From: Ævar Arnfjörð Bjarmason
Subject: Re: Is there some syntax for executing {} for 1..Inf?
Date: Mon, 18 Dec 2017 22:48:36 +0100

On Thu, Dec 7, 2017 at 9:16 PM, Ole Tange <ole@tange.dk> wrote:
> On Thu, Dec 7, 2017 at 1:28 PM, Martin Møller Skarbiniks Pedersen
> <traxplayer@gmail.com> wrote:
>> On 7 December 2017 at 00:37, Ævar Arnfjörð Bjarmason <avarab@gmail.com>
>> wrote:
>>>
>>> I recently had a use-case for:
>>>
>>>     parallel 'cmd {}' ::: {1..Inf}
>>
>> Maybe something like this:
>>
>> yes | cat -n | cut -f1 | parallel ' cmd {} '
>
> Or shorter:
>
>   yes | parallel cmd {#}

Thanks, on a related note isn't the following a bug:

This works as expected, quits soon after the 2nd job fails:

    $ yes | parallel-20171122/src/parallel --jobs=2 --halt-on-error
soon,fail=1 'echo {#}; if test {#} -ge 2; then exit 1; fi'
    1
    2
    parallel: This job failed:
    echo 2; if test 2 -ge 2; then exit 1; fi
    parallel: Starting no more jobs. Waiting for 1 jobs to finish.
    3
    parallel: This job failed:
    echo 3; if test 3 -ge 2; then exit 1; fi

But If I change that to:

    --jobs=1 --halt-on-error soon,fail=1

It'll go on forever, however this'll "work":

    --jobs=1 --halt-on-error now,fail=1

Maybe I'm missing some subtlety here, but this doesn't seem to behave
as documented, and is certainly unexpected: "’soon’ which means wait
for all running jobs to complete, but start no new jobs".

[What you will do]:
(1) Answer these questions about the mailing-list message:
(a) What date does the message carry?
(b) What command does Ole Tange give as a shorter option?
(c) With --jobs=1, which --halt-on-error setting makes the run go on forever?
(2) Please copy everything in the mailing-list message from "Thanks, on a" down to "jobs to finish.", with nothing altered.
The lines after this have no connection to the mailing-list message.

[Information shown]:
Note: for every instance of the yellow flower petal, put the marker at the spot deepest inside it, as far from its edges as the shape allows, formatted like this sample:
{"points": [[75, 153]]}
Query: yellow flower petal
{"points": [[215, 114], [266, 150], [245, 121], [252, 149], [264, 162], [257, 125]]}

[In response]:
(1)
(a) Mon, 18 Dec 2017 22:48:36 +0100
(b) yes | parallel cmd {#}
(c) soon,fail=1

(2)
Thanks, on a related note isn't the following a bug:

This works as expected, quits soon after the 2nd job fails:

    $ yes | parallel-20171122/src/parallel --jobs=2 --halt-on-error
soon,fail=1 'echo {#}; if test {#} -ge 2; then exit 1; fi'
    1
    2
    parallel: This job failed:
    echo 2; if test 2 -ge 2; then exit 1; fi
    parallel: Starting no more jobs. Waiting for 1 jobs to finish.